Task goal -
Copy every line of the data that includes the string "window".

Records provided -
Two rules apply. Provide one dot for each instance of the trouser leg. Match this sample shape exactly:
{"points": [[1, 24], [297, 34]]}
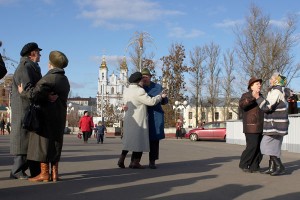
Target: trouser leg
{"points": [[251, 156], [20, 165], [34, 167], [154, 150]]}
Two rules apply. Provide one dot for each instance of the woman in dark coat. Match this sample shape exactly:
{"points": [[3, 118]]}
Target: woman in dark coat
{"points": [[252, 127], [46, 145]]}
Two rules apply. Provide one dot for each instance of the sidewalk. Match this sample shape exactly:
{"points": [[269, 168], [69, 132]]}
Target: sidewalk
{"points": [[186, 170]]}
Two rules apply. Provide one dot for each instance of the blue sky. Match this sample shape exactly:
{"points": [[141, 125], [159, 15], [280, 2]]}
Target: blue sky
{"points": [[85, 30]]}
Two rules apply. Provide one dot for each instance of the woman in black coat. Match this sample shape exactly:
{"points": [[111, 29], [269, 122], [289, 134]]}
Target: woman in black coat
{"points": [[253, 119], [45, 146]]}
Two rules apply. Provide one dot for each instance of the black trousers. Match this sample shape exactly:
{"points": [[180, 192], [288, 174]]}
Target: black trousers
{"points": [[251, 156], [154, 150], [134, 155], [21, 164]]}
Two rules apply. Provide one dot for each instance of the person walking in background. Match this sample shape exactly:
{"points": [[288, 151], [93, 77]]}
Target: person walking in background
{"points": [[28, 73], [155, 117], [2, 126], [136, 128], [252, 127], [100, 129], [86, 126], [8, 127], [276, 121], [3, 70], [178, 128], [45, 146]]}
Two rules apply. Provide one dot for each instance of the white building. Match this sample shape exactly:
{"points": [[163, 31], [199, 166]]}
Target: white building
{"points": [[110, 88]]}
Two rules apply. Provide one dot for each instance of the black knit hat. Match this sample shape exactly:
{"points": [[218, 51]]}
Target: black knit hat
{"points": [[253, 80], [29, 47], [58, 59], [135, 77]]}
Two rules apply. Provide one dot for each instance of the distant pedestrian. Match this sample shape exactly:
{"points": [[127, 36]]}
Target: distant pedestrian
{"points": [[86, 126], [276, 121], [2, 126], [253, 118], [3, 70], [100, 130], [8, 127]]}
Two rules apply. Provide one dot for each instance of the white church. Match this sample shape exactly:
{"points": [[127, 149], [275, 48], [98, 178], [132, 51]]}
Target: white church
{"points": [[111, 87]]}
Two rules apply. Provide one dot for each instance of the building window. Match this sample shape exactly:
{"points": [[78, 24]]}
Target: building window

Solution to the exercise -
Two rules apply. Provide one dot for each instance of the building window. Match this sample shape exactly:
Target: building window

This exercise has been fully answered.